• [Given problem]: Could you repeat the data below with "photo" swapped for "image", everything else unchanged and the pictures left out?

• [Data to process]:
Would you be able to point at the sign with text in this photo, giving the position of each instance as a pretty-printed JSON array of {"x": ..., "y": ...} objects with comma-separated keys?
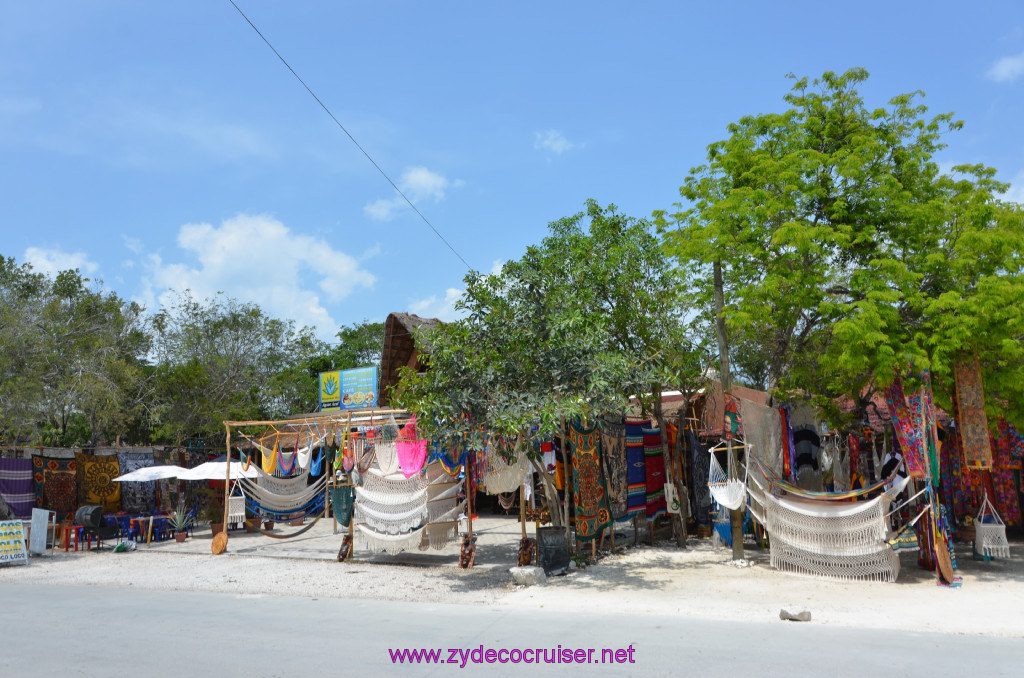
[
  {"x": 348, "y": 389},
  {"x": 12, "y": 543}
]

• [Written reply]:
Would you be able to point at the sign with text in this image, giving the position of each instance as a pretty-printed JSON array of {"x": ..., "y": ...} objects with comma-separated keys?
[
  {"x": 348, "y": 389},
  {"x": 12, "y": 543}
]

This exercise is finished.